■ TESTO DI PARTENZA ■
Repubblica 9.11.16
La lingua dell’odio
di Nadia Urbinati
C’È
UN luogo comune sull’America che è rimbalzato nei media tradizionali e
sui social media in queste settimane: a fronte dei colpi bassi tra i
candidati e degli scandali, svelati o annunciati addirittura da agenzie
pubbliche come l’Fbi, cadono i miti sull’America delle regole e della
democrazia. Un luogo comune che non coglie nel segno perché non è una
novità che la politica americana superi l’immaginazione quanto a
spietata durezza.
La storia americana è scandita dall’uso di colpi
bassi e di violenza in politica: omicidi di presidenti (a partire dal
grande Lincoln fino al giovane Kennedy) e candidati (l‘ultimo Robert
Kennedy), scandali che hanno fatto cadere presidenti (Nixon), campagne
dal linguaggio populista violento e razzista (del democratico Wallace),
infine finanziamenti miliardari alle campagne elettorali che servono
addirittura a misurare il gradimento dei candidati, per cui chi è
semplicemente “popolare” non ha nei fatti le stesse possibilità di
vincere di chi ha dalla propria le multinazionali e le oligarchie di
partito (un tema che Bernie Sanders ha più volte sollevato nelle
primarie contro Hillary Clinton). Insomma, l’America è ammirevole non
per la sua purezza ma per l’esplicita confessione delle impurità della
politica e per quella straordinaria forza delle istituzioni e
dell’opinione che resistono a scandali e a violenze. Cinismo verso la
politica e convinzione della rettitudine delle persone ordinarie: su
questo dualismo si è costruito il mito del populismo americano “buono”,
che mai ha tracimato dal regime costituzionale. L’immaginario di un
eccezionalismo americano nella valutazione del populismo è durato almeno
fino a Donald Trump.

■ DATI GREZZI ■
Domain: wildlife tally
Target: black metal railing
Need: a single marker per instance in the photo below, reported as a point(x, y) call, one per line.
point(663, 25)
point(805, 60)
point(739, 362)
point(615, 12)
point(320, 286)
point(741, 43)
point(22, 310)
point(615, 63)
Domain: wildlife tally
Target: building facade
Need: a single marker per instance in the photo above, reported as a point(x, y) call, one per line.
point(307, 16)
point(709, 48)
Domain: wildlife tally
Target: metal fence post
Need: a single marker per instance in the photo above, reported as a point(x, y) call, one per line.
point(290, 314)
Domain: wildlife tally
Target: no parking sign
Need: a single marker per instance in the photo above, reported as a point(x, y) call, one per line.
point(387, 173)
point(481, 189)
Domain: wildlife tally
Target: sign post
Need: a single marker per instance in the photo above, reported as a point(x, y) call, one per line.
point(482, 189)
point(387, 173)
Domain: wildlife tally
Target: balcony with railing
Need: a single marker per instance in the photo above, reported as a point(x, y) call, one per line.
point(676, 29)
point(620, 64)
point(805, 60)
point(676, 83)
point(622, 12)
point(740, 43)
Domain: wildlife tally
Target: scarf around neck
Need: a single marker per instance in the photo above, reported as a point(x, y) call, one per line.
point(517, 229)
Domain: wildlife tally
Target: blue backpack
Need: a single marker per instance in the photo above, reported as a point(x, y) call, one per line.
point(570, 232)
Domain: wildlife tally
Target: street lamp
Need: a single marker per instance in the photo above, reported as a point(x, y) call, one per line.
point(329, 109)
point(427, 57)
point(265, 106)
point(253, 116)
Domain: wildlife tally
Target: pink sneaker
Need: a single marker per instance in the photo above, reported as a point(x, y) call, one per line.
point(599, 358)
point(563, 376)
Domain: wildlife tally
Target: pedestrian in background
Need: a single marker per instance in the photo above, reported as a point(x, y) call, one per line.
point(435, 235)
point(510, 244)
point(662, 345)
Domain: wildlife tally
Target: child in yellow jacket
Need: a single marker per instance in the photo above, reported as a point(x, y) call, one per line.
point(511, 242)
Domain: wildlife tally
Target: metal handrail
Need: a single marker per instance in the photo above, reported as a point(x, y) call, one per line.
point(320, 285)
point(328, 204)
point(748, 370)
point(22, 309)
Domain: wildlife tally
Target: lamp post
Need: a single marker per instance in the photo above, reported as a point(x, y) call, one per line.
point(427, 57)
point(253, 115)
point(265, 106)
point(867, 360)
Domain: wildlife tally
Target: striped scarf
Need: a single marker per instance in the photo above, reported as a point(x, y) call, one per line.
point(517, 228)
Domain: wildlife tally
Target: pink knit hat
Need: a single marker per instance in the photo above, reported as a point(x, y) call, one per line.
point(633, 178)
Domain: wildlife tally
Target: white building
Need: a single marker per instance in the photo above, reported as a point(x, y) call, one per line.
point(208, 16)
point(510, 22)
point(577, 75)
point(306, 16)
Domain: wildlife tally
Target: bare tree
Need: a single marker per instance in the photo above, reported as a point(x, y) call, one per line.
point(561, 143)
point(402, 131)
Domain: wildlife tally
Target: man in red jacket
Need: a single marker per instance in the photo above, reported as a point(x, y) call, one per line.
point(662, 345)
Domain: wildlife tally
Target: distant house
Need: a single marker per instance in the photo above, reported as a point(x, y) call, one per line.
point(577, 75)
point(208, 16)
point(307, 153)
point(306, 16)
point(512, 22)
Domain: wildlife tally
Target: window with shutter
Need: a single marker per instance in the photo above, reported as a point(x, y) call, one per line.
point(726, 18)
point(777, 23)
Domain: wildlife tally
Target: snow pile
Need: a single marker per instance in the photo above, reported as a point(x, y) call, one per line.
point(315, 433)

■ DETTAGLI DEL COMPITO ■
Puoi riportare parola per parola, dall'inizio alla fine, l'articolo sulla lingua dell'odio?

■ RISPOSTA ■
Repubblica 9.11.16
La lingua dell’odio
di Nadia Urbinati
C’È
UN luogo comune sull’America che è rimbalzato nei media tradizionali e
sui social media in queste settimane: a fronte dei colpi bassi tra i
candidati e degli scandali, svelati o annunciati addirittura da agenzie
pubbliche come l’Fbi, cadono i miti sull’America delle regole e della
democrazia. Un luogo comune che non coglie nel segno perché non è una
novità che la politica americana superi l’immaginazione quanto a
spietata durezza.
La storia americana è scandita dall’uso di colpi
bassi e di violenza in politica: omicidi di presidenti (a partire dal
grande Lincoln fino al giovane Kennedy) e candidati (l‘ultimo Robert
Kennedy), scandali che hanno fatto cadere presidenti (Nixon), campagne
dal linguaggio populista violento e razzista (del democratico Wallace),
infine finanziamenti miliardari alle campagne elettorali che servono
addirittura a misurare il gradimento dei candidati, per cui chi è
semplicemente “popolare” non ha nei fatti le stesse possibilità di
vincere di chi ha dalla propria le multinazionali e le oligarchie di
partito (un tema che Bernie Sanders ha più volte sollevato nelle
primarie contro Hillary Clinton). Insomma, l’America è ammirevole non
per la sua purezza ma per l’esplicita confessione delle impurità della
politica e per quella straordinaria forza delle istituzioni e
dell’opinione che resistono a scandali e a violenze. Cinismo verso la
politica e convinzione della rettitudine delle persone ordinarie: su
questo dualismo si è costruito il mito del populismo americano “buono”,
che mai ha tracimato dal regime costituzionale. L’immaginario di un
eccezionalismo americano nella valutazione del populismo è durato almeno
fino a Donald Trump.